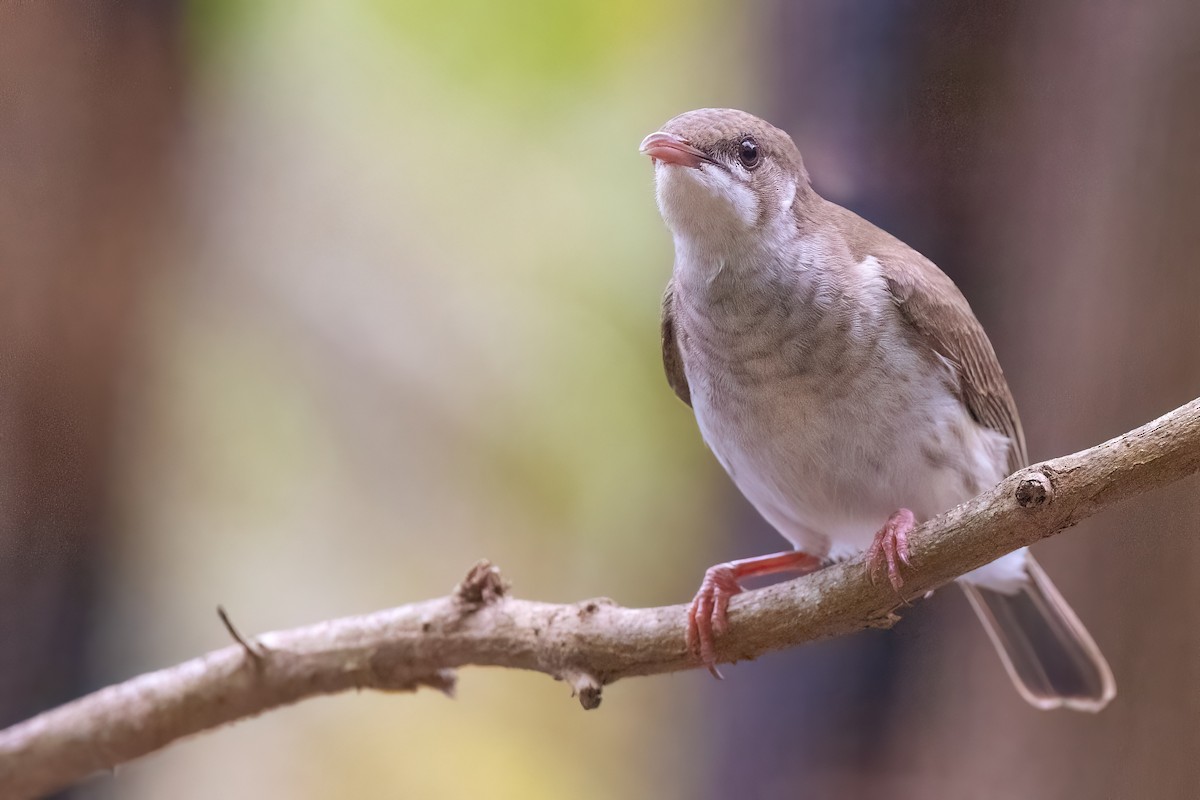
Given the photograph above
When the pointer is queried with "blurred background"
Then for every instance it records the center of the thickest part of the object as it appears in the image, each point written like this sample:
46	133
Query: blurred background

****************************************

What the task asks: Could you report every line of the material that contains the string "background"?

Task output:
When the pointer is queried with "blurred background"
Query: blurred background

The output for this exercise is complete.